◆ Assigned task: Copy the passage of the text on Virginia's rescheduled elections from "Gov. Ralph Northam" up to and including "to June 23.".

◆ Text section:

········

Gov. Ralph Northam today asked the General Assembly to move the May 5 local and special elections to Nov. 3, on the same day as the 2020 November general election.
He has also requested that absentee ballots that have already been cast be thrown away. Those voters would have to vote again in November. Elected officials whose terms are set to expire in the meantime will keep serving until their successors are elected in November.
In Loudoun, that action would push back elections in Hamilton, Lovettsville, Middleburg, Purcellville and Round Hill, where election officials had been encouraging residents to cast absentee ballots. Currently, there are 28 candidates on the ballot across Loudoun’s towns, including five mayoral candidates and 23 Town Council.
Northam also exercised his own authority to reschedule primaries, pushing them back two weeks from June 9 to June 23.
“As other states have shown, conducting an election in the middle of this global pandemic would bring unprecedented challenges and potential risk to voters and those who work at polling places across the Commonwealth,”Northam stated. “Making these decisions now will help election officials prepare and implement the necessary changes. This is about protecting the health and safety of Virginians during this pandemic and ensuring our citizens can make their voices heard in a safe, fair, and uniform manner.”

········

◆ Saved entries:
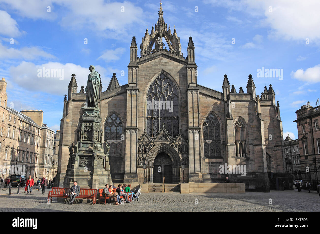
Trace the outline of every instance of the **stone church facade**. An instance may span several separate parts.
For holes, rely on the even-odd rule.
[[[184,173],[186,183],[221,182],[228,176],[231,182],[245,183],[247,190],[268,192],[269,180],[276,178],[283,184],[288,177],[282,122],[272,86],[257,95],[251,75],[246,93],[242,87],[237,93],[226,75],[222,92],[198,84],[192,38],[185,58],[175,29],[167,27],[161,5],[159,10],[139,54],[132,38],[128,83],[120,86],[114,73],[106,91],[100,84],[113,182],[142,183],[145,172],[147,183],[163,183],[164,177],[166,183],[179,183]],[[64,180],[68,147],[77,140],[86,98],[84,87],[78,92],[74,74],[68,88],[61,120],[60,187],[70,182]],[[245,165],[245,176],[220,173],[226,163]]]

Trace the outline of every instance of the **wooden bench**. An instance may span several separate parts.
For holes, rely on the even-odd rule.
[[[110,197],[107,196],[106,196],[106,193],[103,192],[103,188],[99,188],[98,192],[97,195],[97,202],[98,204],[100,204],[100,199],[101,198],[102,199],[104,199],[104,204],[106,205],[107,204],[107,199],[110,199]],[[116,188],[112,188],[112,190],[113,190],[113,192],[114,193],[116,192]],[[120,196],[120,199],[124,198],[123,196]],[[115,198],[115,199],[116,199],[116,198]],[[111,202],[111,201],[110,202]]]
[[[77,198],[93,199],[94,205],[97,202],[97,189],[80,188],[79,195],[76,198],[76,199]]]
[[[50,202],[52,202],[52,197],[68,197],[70,195],[70,188],[52,188],[51,191],[49,191],[48,199],[50,198]]]

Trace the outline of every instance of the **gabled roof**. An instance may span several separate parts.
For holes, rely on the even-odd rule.
[[[38,124],[36,123],[35,122],[32,120],[31,118],[29,116],[27,116],[26,115],[24,114],[17,111],[16,111],[14,109],[11,108],[7,106],[7,109],[9,111],[9,113],[12,113],[13,114],[18,116],[18,118],[20,118],[27,122],[31,123],[33,125],[36,125],[39,128],[41,128],[40,126],[38,125]]]

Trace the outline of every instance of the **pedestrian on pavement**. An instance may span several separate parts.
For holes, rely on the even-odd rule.
[[[117,196],[110,193],[109,191],[109,185],[108,184],[106,184],[106,187],[103,189],[103,192],[106,194],[105,195],[107,196],[107,197],[109,198],[110,202],[111,199],[113,198],[115,199],[115,205],[119,205],[117,202]]]
[[[109,186],[109,189],[108,189],[109,190],[109,192],[110,193],[110,194],[113,194],[114,195],[116,196],[117,196],[117,201],[118,202],[118,205],[120,204],[120,205],[122,205],[122,203],[121,202],[121,199],[120,199],[120,196],[118,195],[118,193],[116,192],[114,192],[113,191],[113,189],[112,188],[112,185],[110,185]]]
[[[30,194],[31,194],[32,192],[32,186],[35,185],[35,181],[33,180],[33,178],[31,178],[31,176],[29,176],[29,179],[27,181],[26,183],[26,187],[24,188],[24,192],[26,192],[26,190],[28,192],[27,195],[29,195],[29,190],[30,190]]]
[[[78,186],[77,184],[78,182],[75,181],[73,183],[74,185],[72,186],[70,188],[70,205],[73,204],[76,198],[79,196],[80,194],[80,186]]]
[[[308,182],[307,183],[307,189],[309,191],[309,192],[310,192],[310,188],[311,187],[311,184],[310,184],[310,182]]]
[[[118,186],[118,188],[117,188],[117,190],[116,190],[116,192],[118,193],[118,194],[119,194],[119,196],[123,196],[126,203],[130,203],[130,202],[129,202],[128,199],[128,195],[127,195],[127,194],[123,192],[123,190],[122,189],[122,185],[121,184],[120,184]]]
[[[40,182],[40,184],[41,185],[41,195],[44,194],[45,192],[45,187],[48,185],[48,180],[44,176],[42,179],[41,179],[41,182]]]
[[[55,182],[56,182],[56,176],[54,176],[54,178],[53,179],[52,179],[52,182],[53,184],[53,186],[54,186],[54,183],[55,183]]]
[[[299,182],[297,182],[296,185],[297,186],[297,188],[298,189],[298,192],[300,192],[301,191],[301,186],[300,185],[300,183]]]

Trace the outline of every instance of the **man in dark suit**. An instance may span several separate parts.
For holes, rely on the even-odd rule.
[[[73,183],[74,185],[71,186],[70,189],[70,204],[71,205],[73,204],[76,198],[80,194],[80,186],[77,185],[77,182],[75,181]]]

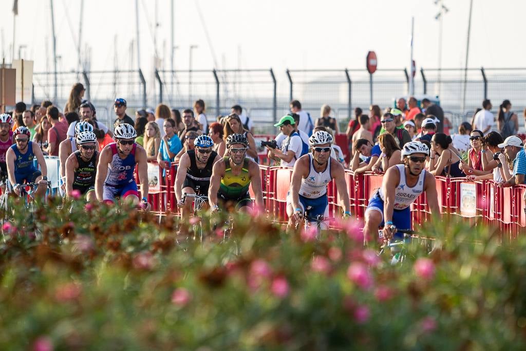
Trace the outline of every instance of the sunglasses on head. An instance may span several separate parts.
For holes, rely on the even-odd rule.
[[[426,162],[426,157],[417,157],[416,156],[409,156],[409,159],[414,163],[420,162],[422,163]]]
[[[330,146],[329,147],[315,147],[314,151],[316,152],[323,152],[328,153],[330,152]]]

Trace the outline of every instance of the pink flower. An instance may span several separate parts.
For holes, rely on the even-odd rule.
[[[75,300],[80,296],[82,289],[74,283],[68,283],[60,285],[55,290],[55,298],[60,302]]]
[[[316,236],[318,235],[318,229],[316,226],[312,226],[308,228],[307,230],[305,228],[301,229],[300,233],[300,237],[304,242],[312,242],[316,239]]]
[[[430,280],[434,276],[434,264],[429,258],[420,257],[415,262],[413,268],[419,278]]]
[[[40,336],[33,344],[33,351],[53,351],[53,343],[47,336]]]
[[[424,333],[432,332],[437,328],[437,321],[432,317],[426,317],[420,321],[420,328]]]
[[[380,285],[375,290],[375,296],[380,302],[389,300],[392,297],[392,295],[391,289],[385,285]]]
[[[330,263],[325,257],[316,256],[312,258],[312,262],[310,263],[310,268],[314,272],[327,274],[330,271]]]
[[[171,294],[171,303],[183,307],[192,299],[190,293],[185,288],[177,288]]]
[[[369,312],[369,307],[367,306],[359,306],[355,310],[355,319],[356,320],[356,322],[359,324],[361,324],[367,322],[370,315],[370,313]]]
[[[361,262],[351,264],[347,269],[347,277],[361,289],[367,289],[372,286],[372,276],[367,266]]]
[[[72,190],[70,195],[74,200],[78,200],[80,198],[80,196],[82,194],[80,194],[80,190],[75,189],[74,190]]]

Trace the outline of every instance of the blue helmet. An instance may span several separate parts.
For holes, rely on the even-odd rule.
[[[208,135],[199,135],[194,141],[194,146],[199,147],[210,147],[214,146],[214,141]]]

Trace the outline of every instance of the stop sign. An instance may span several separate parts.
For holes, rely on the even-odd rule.
[[[367,53],[367,58],[366,62],[367,67],[367,72],[372,74],[376,72],[376,54],[374,51],[370,51]]]

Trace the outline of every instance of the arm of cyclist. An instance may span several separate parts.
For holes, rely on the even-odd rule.
[[[212,168],[212,176],[210,178],[210,187],[208,188],[208,204],[211,211],[217,210],[217,191],[219,189],[221,179],[225,176],[225,161],[222,159],[214,164]]]
[[[177,199],[177,205],[183,206],[184,205],[181,202],[182,197],[181,190],[183,189],[183,183],[186,177],[186,171],[190,167],[190,157],[188,154],[185,153],[179,161],[179,166],[177,167],[177,174],[175,176],[175,184],[174,187],[174,191],[175,193],[175,198]]]

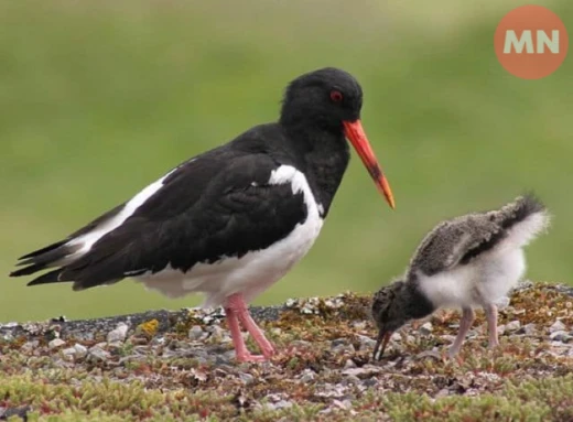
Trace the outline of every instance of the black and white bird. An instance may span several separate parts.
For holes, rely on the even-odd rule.
[[[372,301],[378,326],[374,358],[383,355],[394,331],[437,309],[462,310],[460,331],[448,354],[455,356],[485,311],[489,346],[498,345],[497,306],[526,271],[523,247],[549,227],[550,216],[532,195],[497,210],[468,214],[439,224],[422,240],[406,274],[380,289]]]
[[[10,275],[51,269],[29,285],[74,290],[134,278],[171,297],[201,292],[221,305],[238,360],[273,346],[247,303],[312,247],[349,161],[347,138],[393,208],[390,186],[360,123],[363,90],[348,73],[323,68],[286,87],[278,122],[176,166],[130,201],[45,248]],[[259,345],[251,355],[239,324]]]

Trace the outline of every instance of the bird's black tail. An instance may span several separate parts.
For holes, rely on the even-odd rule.
[[[66,245],[67,241],[68,239],[61,240],[48,245],[45,248],[24,255],[17,263],[18,267],[23,268],[12,271],[10,277],[30,275],[48,268],[61,267],[65,264],[66,258],[76,252],[80,247],[79,245]],[[61,270],[47,272],[32,280],[29,285],[57,282],[57,275],[60,272]]]

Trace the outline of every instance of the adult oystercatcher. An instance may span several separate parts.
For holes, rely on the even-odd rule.
[[[237,359],[274,349],[247,303],[281,279],[321,231],[349,161],[349,139],[393,208],[390,186],[360,123],[363,91],[337,68],[292,80],[278,122],[257,126],[176,166],[67,238],[20,258],[10,275],[56,268],[28,285],[74,290],[134,278],[179,297],[223,305]],[[259,345],[251,355],[239,323]]]
[[[374,358],[380,345],[382,357],[396,329],[440,307],[462,309],[451,357],[460,351],[474,322],[474,306],[483,306],[489,346],[497,346],[496,302],[526,270],[522,248],[549,224],[544,205],[529,194],[497,210],[439,224],[418,247],[406,274],[375,294],[372,316],[379,334]]]

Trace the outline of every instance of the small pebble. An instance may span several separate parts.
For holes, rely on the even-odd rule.
[[[85,357],[87,355],[87,347],[78,343],[74,345],[74,349],[76,350],[76,357]]]
[[[571,336],[565,331],[553,332],[549,335],[549,338],[555,342],[569,343]]]
[[[358,339],[360,340],[360,350],[372,349],[376,346],[376,340],[371,339],[368,336],[363,336],[358,334]]]
[[[204,335],[205,335],[205,332],[198,325],[194,325],[190,328],[188,337],[191,340],[196,342],[196,340],[201,339],[201,337],[203,337]]]
[[[316,378],[316,372],[312,369],[304,369],[302,372],[301,381],[304,383],[311,382]]]
[[[246,386],[248,386],[249,383],[255,381],[255,377],[252,375],[250,375],[250,374],[247,374],[247,372],[240,372],[239,374],[239,378]]]
[[[62,355],[64,355],[64,358],[66,360],[73,360],[76,356],[76,348],[75,347],[68,347],[62,350]]]
[[[116,329],[112,329],[107,335],[108,343],[125,342],[128,334],[128,325],[126,323],[119,323]]]
[[[521,323],[519,322],[519,320],[510,321],[506,324],[506,331],[510,333],[517,332],[520,327]]]
[[[555,322],[553,323],[553,325],[551,325],[551,326],[549,327],[549,332],[550,332],[550,333],[563,332],[563,331],[565,331],[565,329],[566,329],[566,326],[565,326],[565,324],[563,324],[563,323],[561,322],[561,320],[555,321]]]
[[[523,325],[523,333],[527,336],[532,336],[532,335],[537,334],[537,325],[533,324],[533,323],[529,323],[527,325]]]
[[[51,349],[55,349],[60,346],[63,346],[65,345],[66,342],[64,342],[62,338],[54,338],[53,340],[51,340],[48,344],[47,344],[47,347],[50,347]]]
[[[424,324],[422,324],[422,326],[420,327],[420,334],[424,335],[424,336],[428,336],[430,334],[432,334],[432,331],[434,329],[434,326],[432,325],[431,322],[426,322]]]
[[[499,311],[505,310],[507,306],[509,306],[510,302],[511,301],[508,296],[504,296],[496,302],[497,309]]]

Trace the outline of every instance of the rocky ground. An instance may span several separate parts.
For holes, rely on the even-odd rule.
[[[520,284],[501,346],[478,312],[457,359],[458,314],[442,312],[372,361],[369,307],[348,293],[252,309],[279,350],[264,364],[236,363],[220,312],[0,325],[0,420],[573,421],[572,288]]]

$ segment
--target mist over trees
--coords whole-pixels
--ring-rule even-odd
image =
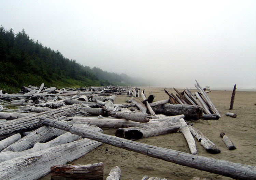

········

◆ Exercise response:
Gov. Ralph Northam today asked the General Assembly to move the May 5 local and special elections to Nov. 3, on the same day as the 2020 November general election.
He has also requested that absentee ballots that have already been cast be thrown away. Those voters would have to vote again in November. Elected officials whose terms are set to expire in the meantime will keep serving until their successors are elected in November.
In Loudoun, that action would push back elections in Hamilton, Lovettsville, Middleburg, Purcellville and Round Hill, where election officials had been encouraging residents to cast absentee ballots. Currently, there are 28 candidates on the ballot across Loudoun’s towns, including five mayoral candidates and 23 Town Council.
Northam also exercised his own authority to reschedule primaries, pushing them back two weeks from June 9 to June 23.